_Task instructions:_ Reproduce each line exactly. Skip none.
— start Record extracts —
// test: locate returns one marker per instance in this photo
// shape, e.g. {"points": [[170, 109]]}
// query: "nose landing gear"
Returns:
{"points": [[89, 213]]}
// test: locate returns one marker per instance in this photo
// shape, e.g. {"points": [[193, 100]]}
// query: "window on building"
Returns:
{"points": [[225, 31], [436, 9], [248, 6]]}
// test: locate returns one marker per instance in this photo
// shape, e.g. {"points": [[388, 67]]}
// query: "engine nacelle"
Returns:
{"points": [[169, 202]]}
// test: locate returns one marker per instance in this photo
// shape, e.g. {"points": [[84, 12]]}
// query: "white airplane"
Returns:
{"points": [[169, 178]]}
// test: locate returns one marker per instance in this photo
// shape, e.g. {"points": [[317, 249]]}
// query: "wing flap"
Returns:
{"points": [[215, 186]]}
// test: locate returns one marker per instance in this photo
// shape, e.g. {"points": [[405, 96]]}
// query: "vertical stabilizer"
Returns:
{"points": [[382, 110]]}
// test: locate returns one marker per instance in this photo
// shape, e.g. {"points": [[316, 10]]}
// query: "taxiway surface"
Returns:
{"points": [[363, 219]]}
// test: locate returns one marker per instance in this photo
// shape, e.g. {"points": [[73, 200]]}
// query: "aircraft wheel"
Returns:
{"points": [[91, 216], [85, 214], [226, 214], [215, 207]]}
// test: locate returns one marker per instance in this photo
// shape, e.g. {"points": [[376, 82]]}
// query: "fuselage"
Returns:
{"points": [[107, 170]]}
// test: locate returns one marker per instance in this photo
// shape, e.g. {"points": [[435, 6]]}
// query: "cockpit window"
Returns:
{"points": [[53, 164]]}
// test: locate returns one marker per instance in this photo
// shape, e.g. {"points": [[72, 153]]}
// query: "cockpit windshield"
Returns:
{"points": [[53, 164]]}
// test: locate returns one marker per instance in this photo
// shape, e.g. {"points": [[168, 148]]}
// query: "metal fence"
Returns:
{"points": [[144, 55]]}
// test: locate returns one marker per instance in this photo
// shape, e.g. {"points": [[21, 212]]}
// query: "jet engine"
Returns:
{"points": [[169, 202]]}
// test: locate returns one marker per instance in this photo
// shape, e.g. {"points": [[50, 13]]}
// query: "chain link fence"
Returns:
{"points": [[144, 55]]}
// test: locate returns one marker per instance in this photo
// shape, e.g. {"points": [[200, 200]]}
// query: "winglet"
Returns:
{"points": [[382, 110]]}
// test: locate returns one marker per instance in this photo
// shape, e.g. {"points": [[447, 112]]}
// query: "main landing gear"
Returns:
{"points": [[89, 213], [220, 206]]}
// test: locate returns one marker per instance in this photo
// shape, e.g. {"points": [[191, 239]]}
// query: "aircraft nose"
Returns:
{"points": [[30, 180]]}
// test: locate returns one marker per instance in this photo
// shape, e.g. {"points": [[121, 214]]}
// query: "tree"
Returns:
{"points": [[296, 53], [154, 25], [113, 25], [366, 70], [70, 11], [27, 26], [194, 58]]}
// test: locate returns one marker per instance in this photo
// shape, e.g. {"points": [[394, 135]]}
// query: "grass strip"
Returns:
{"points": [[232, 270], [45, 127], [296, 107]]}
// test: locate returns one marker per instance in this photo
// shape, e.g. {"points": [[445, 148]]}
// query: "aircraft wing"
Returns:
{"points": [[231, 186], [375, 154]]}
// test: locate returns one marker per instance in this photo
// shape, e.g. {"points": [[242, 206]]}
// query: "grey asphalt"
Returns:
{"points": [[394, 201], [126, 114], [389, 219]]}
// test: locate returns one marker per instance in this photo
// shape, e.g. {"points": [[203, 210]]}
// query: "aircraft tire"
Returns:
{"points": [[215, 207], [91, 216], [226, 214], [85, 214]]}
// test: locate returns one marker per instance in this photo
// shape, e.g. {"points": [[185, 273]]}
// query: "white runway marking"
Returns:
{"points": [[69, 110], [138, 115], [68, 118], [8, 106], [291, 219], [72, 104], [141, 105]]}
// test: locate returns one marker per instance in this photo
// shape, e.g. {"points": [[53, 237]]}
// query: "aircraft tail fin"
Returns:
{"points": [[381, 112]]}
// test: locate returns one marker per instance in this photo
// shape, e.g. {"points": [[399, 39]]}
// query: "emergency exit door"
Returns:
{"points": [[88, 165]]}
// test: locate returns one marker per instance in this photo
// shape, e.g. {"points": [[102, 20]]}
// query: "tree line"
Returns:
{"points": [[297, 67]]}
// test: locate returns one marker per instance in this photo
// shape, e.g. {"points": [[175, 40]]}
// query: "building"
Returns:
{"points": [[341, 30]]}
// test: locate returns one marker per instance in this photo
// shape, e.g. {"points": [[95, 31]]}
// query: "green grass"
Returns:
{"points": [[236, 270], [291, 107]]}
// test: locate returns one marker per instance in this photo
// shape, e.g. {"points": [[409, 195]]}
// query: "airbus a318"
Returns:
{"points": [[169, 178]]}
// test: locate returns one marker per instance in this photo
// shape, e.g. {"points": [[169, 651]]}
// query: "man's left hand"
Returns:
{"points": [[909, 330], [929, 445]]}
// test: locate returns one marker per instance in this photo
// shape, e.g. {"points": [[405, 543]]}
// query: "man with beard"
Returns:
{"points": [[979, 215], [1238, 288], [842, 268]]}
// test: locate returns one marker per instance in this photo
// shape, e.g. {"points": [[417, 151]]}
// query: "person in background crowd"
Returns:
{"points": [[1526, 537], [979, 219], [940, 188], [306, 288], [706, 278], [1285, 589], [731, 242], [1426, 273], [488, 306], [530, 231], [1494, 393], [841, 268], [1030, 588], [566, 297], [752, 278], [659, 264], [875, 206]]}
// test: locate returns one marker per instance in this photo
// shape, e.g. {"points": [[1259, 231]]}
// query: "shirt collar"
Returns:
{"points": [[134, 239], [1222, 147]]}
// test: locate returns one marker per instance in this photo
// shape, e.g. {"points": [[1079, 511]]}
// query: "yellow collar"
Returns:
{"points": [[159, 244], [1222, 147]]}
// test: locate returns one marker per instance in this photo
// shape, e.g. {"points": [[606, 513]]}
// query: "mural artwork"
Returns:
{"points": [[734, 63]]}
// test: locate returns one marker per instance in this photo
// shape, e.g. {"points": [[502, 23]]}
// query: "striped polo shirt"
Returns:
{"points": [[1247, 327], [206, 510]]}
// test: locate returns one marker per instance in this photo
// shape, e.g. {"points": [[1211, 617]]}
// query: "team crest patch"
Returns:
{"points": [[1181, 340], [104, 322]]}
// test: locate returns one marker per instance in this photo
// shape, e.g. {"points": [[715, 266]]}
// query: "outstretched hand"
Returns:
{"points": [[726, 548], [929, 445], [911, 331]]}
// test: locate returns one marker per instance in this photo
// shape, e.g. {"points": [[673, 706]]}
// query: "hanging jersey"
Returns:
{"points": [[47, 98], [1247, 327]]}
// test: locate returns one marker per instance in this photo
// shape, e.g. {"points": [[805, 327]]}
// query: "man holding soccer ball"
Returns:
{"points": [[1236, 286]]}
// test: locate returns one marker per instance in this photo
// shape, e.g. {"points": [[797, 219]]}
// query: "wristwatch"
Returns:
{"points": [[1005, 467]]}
— end Record extracts —
_Response below:_
// test: locate returns one marker per instance in this photo
// shape, e.g. {"points": [[170, 109]]}
// query: "nose landing gear"
Returns:
{"points": [[89, 213]]}
// test: locate returns one marker per instance in this photo
// shape, e.g. {"points": [[193, 100]]}
// query: "window on building"
Returns:
{"points": [[225, 31], [436, 9], [248, 6]]}
// test: locate returns one marker per instance in this photo
// shape, e.g. {"points": [[388, 67]]}
// query: "engine nacelle"
Returns:
{"points": [[169, 202]]}
// test: locate returns one marker per instance in this photo
// shape, e.g. {"points": [[84, 12]]}
// query: "white airplane"
Returns:
{"points": [[169, 178]]}
// test: locate returns one marker per instance in this photo
// shape, e.g. {"points": [[317, 249]]}
// query: "wing flap"
Returns:
{"points": [[215, 186]]}
// test: locate returns one marker per instance in this photo
// shape, e.g. {"points": [[405, 96]]}
// query: "vertical stabilizer"
Returns:
{"points": [[382, 110]]}
// test: locate returns one marker per instance in this photo
// shape, e.g. {"points": [[316, 10]]}
// query: "taxiway surface"
Returns:
{"points": [[363, 219]]}
// test: locate returns one marker per instance in this photo
// shape, e.g. {"points": [[73, 200]]}
// query: "aircraft wheel"
Returns:
{"points": [[91, 216], [85, 214], [226, 214], [215, 207]]}
// test: locate returns one marker per instance in this photo
// shape, e.g. {"points": [[376, 82]]}
// query: "fuselage"
Returns:
{"points": [[107, 170]]}
// test: locate returns one marker per instance in this photo
// shape, e.g. {"points": [[435, 6]]}
// query: "cockpit window"
Returns:
{"points": [[53, 164]]}
// test: locate returns one marker per instance in this photo
// shape, e.g. {"points": [[72, 153]]}
// query: "cockpit windshield"
Returns:
{"points": [[53, 164]]}
// test: locate returns one marker per instance in this photo
// shape, e.g. {"points": [[168, 148]]}
// query: "metal fence"
Returns:
{"points": [[144, 55]]}
// test: locate returns one marker per instance in this photo
// shape, e.g. {"points": [[21, 212]]}
// query: "jet engine"
Returns:
{"points": [[169, 202]]}
// test: locate returns one marker per instance in this photo
// shape, e.g. {"points": [[50, 13]]}
// query: "chain link fence"
Returns:
{"points": [[144, 55]]}
// test: locate returns one marker per instance in this photo
// shape, e.g. {"points": [[200, 200]]}
// query: "winglet"
Returns:
{"points": [[382, 110]]}
// test: locate returns one marker per instance in this photo
// shape, e.g. {"points": [[447, 112]]}
// query: "main landing gear"
Returns:
{"points": [[89, 213], [220, 206]]}
// test: locate returns one marker per instance in this photo
// shape, e.g. {"points": [[191, 239]]}
// query: "aircraft nose"
Returns:
{"points": [[30, 180]]}
// test: locate returns one marker per instance in this photo
// shape, e.g. {"points": [[121, 214]]}
// query: "tree"
Returns:
{"points": [[296, 53], [154, 25], [113, 25], [366, 70], [70, 11], [27, 26], [194, 58]]}
// test: locate returns one marker per instance in this photo
// shape, e.g. {"points": [[394, 135]]}
// query: "grass strip"
Returns:
{"points": [[232, 270], [45, 127], [296, 107]]}
// test: locate returns one marker per instance in this photo
// shape, e.g. {"points": [[445, 148]]}
// query: "aircraft wing"
Returns:
{"points": [[231, 186], [375, 154]]}
// test: locate returns one marker per instance in this photo
// shape, e.g. {"points": [[242, 206]]}
// query: "grey asphalt"
Returns:
{"points": [[394, 201], [126, 114], [389, 219]]}
// test: locate returns one marker per instance in this photo
// shape, e.g. {"points": [[203, 210]]}
// query: "aircraft tire"
Returns:
{"points": [[215, 207], [91, 216], [226, 214], [85, 214]]}
// test: locate returns one marker per instance in this photo
// shape, e.g. {"points": [[185, 273]]}
// query: "white runway marking"
Returns:
{"points": [[69, 110], [138, 115], [68, 118], [8, 106], [291, 219], [72, 104], [141, 105]]}
// test: locate returns one marker per instance in this photo
// shape, e.g. {"points": [[53, 237]]}
// query: "aircraft tail fin"
Returns:
{"points": [[381, 112]]}
// test: locate returns one marker per instance in this photo
// shape, e.g. {"points": [[399, 39]]}
// query: "emergency exit door"
Returns:
{"points": [[88, 165]]}
// test: locate returns one marker per instance in this photo
// shape, e.g. {"points": [[102, 20]]}
// query: "tree line"
Returns:
{"points": [[297, 67]]}
// test: locate returns one marker per instance in this photo
// shape, e.g. {"points": [[175, 40]]}
// query: "building"
Returns:
{"points": [[341, 30]]}
// test: locate returns one marker per instance in this photo
// shape, e.g. {"points": [[95, 31]]}
// query: "green grass"
Returns:
{"points": [[236, 270], [291, 107]]}
// test: locate returns one marker per instance in this photo
// shape, e.g. {"points": [[409, 195]]}
// query: "airbus a318"
Returns:
{"points": [[169, 178]]}
// test: locate returns one marker per instance in this photo
// shape, e.g. {"points": [[169, 651]]}
// query: "man's left hand"
Returns:
{"points": [[909, 330], [929, 445]]}
// test: locate returns one marker per instance in this photo
// shape, e.g. {"points": [[405, 543]]}
// query: "man with beard"
Returns:
{"points": [[979, 215], [1238, 288], [842, 268]]}
// test: locate returns one marker per instance in this photo
// shape, e.g. {"points": [[417, 151]]}
// query: "person in background crowd"
Returns:
{"points": [[1526, 537], [979, 219], [940, 188], [306, 288], [706, 278], [1285, 589], [731, 242], [1426, 273], [488, 306], [530, 231], [1494, 393], [841, 268], [1030, 588], [566, 297], [752, 278], [659, 264], [875, 206]]}
// test: locate returns one marker per instance in this photo
// shape, e.g. {"points": [[1259, 231]]}
// query: "shirt collar"
Returns:
{"points": [[134, 239], [1222, 147]]}
// test: locate returns one marker per instance in this photo
// shape, e.g. {"points": [[1079, 511]]}
// query: "yellow collar"
Returns:
{"points": [[159, 244], [1222, 147]]}
// test: locate returns one marker per instance in this photo
// shape, e.g. {"points": [[606, 513]]}
// query: "mural artwork"
Returns:
{"points": [[734, 63]]}
// test: locate returns one marker per instance in this photo
// shape, e.g. {"points": [[502, 23]]}
// query: "striped polo shirt"
Returns:
{"points": [[1247, 327], [206, 510]]}
// test: locate returns one marker per instance in this photo
// shape, e.g. {"points": [[1211, 617]]}
// query: "team crest patch"
Returns:
{"points": [[1181, 340], [104, 322]]}
// test: locate returns one marker per instance in this photo
// shape, e.g. {"points": [[715, 266]]}
// query: "outstretched hand"
Returns:
{"points": [[726, 548], [929, 445], [911, 331]]}
// test: locate returns one marker per instance in this photo
// shape, e.g. {"points": [[673, 706]]}
// query: "hanging jersey"
Returns:
{"points": [[47, 98], [1247, 327]]}
// test: locate returns one marker per instance in this photo
// shape, e.g. {"points": [[805, 327]]}
// query: "man holding soccer ball"
Returns:
{"points": [[1236, 286]]}
// test: locate returns one marker per instance in this photo
// shape, e.g. {"points": [[797, 219]]}
// query: "wristwatch"
Returns:
{"points": [[1005, 467]]}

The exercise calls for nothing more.